[Point localization data]
════════
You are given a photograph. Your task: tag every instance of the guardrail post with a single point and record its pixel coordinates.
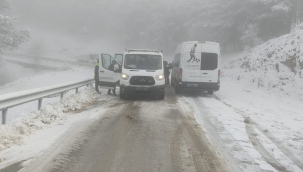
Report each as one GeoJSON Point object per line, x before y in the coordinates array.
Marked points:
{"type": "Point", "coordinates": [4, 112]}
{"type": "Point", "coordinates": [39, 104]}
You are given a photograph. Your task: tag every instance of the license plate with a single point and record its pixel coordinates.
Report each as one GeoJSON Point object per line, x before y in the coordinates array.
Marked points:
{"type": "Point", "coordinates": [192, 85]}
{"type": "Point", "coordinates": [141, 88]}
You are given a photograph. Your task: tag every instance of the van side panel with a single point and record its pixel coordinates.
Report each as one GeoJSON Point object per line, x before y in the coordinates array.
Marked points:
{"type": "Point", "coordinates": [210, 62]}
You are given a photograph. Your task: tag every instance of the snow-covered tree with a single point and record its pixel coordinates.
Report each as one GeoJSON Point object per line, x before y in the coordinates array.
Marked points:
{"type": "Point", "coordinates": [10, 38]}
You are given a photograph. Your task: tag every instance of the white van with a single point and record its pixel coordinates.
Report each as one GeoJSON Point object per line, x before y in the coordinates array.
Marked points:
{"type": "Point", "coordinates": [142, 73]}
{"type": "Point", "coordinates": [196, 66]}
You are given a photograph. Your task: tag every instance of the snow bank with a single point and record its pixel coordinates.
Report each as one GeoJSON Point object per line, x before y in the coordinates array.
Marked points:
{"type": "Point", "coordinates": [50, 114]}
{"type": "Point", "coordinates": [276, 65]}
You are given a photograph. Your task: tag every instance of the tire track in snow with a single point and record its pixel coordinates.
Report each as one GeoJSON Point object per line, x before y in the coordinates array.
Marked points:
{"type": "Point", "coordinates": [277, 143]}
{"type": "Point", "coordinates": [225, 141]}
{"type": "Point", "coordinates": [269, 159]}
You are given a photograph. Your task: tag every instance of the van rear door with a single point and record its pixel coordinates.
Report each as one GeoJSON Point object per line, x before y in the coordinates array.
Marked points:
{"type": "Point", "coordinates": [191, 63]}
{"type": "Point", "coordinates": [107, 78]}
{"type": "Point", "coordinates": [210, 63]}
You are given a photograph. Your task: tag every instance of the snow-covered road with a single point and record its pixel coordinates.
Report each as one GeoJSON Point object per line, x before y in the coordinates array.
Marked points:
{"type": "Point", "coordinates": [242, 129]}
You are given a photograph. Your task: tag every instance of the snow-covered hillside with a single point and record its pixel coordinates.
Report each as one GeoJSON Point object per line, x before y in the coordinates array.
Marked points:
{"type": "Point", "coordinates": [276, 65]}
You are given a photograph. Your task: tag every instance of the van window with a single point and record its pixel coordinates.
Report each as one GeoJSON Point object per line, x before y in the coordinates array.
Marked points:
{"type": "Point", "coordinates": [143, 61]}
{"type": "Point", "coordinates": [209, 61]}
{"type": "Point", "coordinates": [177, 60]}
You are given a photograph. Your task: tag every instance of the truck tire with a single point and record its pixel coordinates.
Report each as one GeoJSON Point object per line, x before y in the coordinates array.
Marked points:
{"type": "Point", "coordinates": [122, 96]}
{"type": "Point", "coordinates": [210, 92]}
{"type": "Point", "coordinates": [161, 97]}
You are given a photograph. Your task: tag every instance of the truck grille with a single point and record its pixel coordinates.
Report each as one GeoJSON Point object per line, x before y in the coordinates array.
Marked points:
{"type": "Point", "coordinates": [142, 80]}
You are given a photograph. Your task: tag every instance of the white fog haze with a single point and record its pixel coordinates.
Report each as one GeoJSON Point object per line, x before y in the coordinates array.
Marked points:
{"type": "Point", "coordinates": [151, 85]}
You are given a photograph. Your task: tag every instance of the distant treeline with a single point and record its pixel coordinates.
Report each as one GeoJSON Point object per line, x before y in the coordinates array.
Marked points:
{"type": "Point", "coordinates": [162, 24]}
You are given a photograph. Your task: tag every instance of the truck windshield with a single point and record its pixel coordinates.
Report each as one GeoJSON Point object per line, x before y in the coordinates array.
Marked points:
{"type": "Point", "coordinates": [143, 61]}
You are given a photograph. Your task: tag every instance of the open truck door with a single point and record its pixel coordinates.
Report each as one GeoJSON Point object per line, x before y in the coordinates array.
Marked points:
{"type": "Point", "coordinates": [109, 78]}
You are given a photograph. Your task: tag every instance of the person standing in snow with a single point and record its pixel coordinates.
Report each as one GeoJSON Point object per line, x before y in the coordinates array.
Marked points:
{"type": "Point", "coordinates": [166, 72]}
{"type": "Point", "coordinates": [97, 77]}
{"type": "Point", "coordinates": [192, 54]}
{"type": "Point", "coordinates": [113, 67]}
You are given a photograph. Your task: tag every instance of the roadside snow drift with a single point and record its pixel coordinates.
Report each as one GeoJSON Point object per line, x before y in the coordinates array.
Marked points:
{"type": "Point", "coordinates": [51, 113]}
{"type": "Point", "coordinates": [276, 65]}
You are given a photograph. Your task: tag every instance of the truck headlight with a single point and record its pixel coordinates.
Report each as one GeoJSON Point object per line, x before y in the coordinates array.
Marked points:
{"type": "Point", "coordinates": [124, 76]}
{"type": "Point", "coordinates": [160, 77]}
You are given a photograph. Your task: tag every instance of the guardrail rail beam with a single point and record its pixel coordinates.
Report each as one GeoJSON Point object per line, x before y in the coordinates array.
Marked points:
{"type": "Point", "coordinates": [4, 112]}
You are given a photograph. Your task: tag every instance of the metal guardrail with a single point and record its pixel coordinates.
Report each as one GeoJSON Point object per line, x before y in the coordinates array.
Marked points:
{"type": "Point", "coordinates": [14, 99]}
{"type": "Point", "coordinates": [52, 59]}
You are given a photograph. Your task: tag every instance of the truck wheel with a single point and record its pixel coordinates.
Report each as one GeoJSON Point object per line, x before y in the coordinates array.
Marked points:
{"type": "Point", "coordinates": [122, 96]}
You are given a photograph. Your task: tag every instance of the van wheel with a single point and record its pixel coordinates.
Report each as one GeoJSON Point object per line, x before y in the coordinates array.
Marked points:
════════
Within the entries, determine the count of lines containing the string "wheel" and output it alone.

Result of this task ::
2